▸ **Passage shown**:
Luciano Mecacci

Vygotsky, the “difficult childhood”, and the normal-pathological dilemma

In the early twentieth century no psychological theory rejected the idea that the human mind develops in close interaction with the environment. The difference between the various theoretical trends was in the greater or lesser weight attributed to environmental factors compared to genetic ones. However, in these theories the environment was conceived in an abstract way, while for Vygotsky the environment has a cultural-historical connotation that is highly specific. One cannot extrapolate the development investigated in a given cultural-historical context to assume it as the normal development, as the reference point of comparison for other contexts (here is the main point of the criticism of Piaget and his “Swiss child”). The thesis of the cultural-historical nature of the variety of psycho-developmental patterns was introduced by Vygotsky since his first psychological studies. In a first phase of his research Vygotsky had to deal with children with disabilities of sensory and cerebral origin, with cognitive and affective disorders, with forms of social maladjustment resulting in juvenile delinquency, and finally with the phenomenon of besprizornye (literally: unprotected children). This whole spectrum of childhood, called “difficult childhood” (trudnoe detstvo), was the starting point for subsequent research on the so-called “normal” development. However, this issue was addressed by Vygotsky from a perspective that rejected any normative assumption (what is normal vs. what is abnormal) which would have had serious effects on social integration. This fundamental characteristic of Vygotsky’s theory - “a child whose development is impeded by a defect is not simply a child less developed than his peers but is a child who has developed differently” (Vygotsky, 1929) -  was ignored by Western researchers until a few decades ago due to the particular diffusion of his works from the 60s of the past century - a knowledge aggravated by the previous interventions of the Soviet censorship on Vygotsky’s works.

▸ **Listed entries**:

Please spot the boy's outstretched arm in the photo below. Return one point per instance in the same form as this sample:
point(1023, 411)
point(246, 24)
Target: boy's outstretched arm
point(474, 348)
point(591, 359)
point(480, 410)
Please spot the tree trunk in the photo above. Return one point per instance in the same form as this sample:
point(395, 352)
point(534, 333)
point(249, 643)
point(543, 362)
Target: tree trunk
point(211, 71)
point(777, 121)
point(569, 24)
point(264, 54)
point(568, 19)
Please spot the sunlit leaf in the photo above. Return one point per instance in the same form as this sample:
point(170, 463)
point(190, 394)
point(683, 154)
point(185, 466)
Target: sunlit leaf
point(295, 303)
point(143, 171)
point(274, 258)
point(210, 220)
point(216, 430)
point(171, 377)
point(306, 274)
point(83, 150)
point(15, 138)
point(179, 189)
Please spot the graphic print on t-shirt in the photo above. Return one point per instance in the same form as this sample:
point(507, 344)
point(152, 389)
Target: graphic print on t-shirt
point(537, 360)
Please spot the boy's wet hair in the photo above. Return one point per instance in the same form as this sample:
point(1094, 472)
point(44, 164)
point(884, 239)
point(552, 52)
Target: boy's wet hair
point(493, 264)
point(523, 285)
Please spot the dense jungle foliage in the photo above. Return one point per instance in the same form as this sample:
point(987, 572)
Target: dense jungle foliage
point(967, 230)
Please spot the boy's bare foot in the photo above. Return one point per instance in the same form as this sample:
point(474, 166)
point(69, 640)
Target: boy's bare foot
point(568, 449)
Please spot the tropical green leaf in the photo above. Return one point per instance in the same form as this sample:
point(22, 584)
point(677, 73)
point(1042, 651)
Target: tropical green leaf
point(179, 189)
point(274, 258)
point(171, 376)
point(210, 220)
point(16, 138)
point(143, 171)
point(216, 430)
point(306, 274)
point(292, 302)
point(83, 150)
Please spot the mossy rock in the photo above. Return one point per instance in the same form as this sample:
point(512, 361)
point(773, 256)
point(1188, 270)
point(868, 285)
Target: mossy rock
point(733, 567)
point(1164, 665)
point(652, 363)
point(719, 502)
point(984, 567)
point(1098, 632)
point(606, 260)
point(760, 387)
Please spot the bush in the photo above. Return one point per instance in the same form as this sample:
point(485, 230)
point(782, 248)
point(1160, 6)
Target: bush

▸ **What needs to be done**:
Answer these about the passage on Vygotsky above:
1. What phrase names the child at the center of the criticism of Piaget?
2. What does besprizornye literally mean?
3. What year is given for the Vygotsky work quoted near the end?

▸ **Answer**:
1. The "Swiss child"
2. Unprotected children
3. 1929